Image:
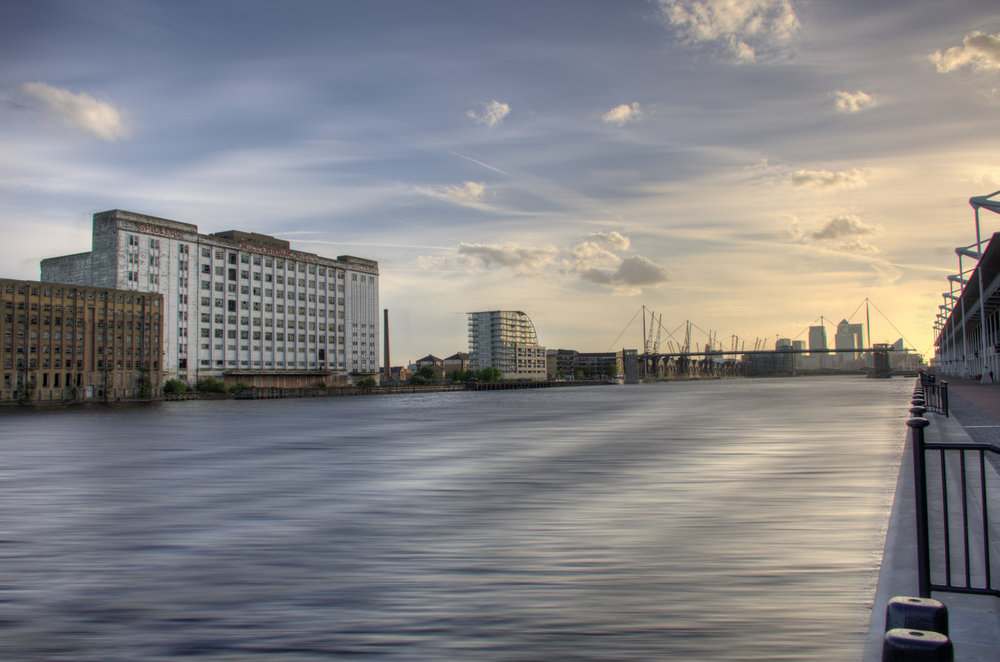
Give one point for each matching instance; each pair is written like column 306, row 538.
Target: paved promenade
column 974, row 620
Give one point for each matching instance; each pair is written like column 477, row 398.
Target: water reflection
column 736, row 520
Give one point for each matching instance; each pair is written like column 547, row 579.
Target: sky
column 750, row 166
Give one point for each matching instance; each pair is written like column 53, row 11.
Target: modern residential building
column 238, row 305
column 430, row 361
column 506, row 340
column 458, row 361
column 64, row 342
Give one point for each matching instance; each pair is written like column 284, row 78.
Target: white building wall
column 232, row 305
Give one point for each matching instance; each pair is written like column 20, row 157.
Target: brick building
========
Your objective: Set every record down verbatim. No pictures belong in the copy.

Output for this task:
Image:
Give one point for each matching instance; each pair is written like column 306, row 538.
Target: paved promenade
column 974, row 620
Give one point for each matching instance; each pair is written like column 477, row 398.
Target: water reflection
column 736, row 520
Give one point for each matching instance; each pair is written like column 547, row 579.
Target: sky
column 750, row 166
Give one point for each matching instance; each pair is written like column 53, row 11.
Target: modern residential building
column 238, row 305
column 430, row 361
column 506, row 340
column 458, row 361
column 64, row 342
Give one point for each matching instance; each pair is written like column 284, row 78.
Target: white building wall
column 232, row 305
Give one point for each matching instance; each pair is written like column 20, row 157.
Target: brick building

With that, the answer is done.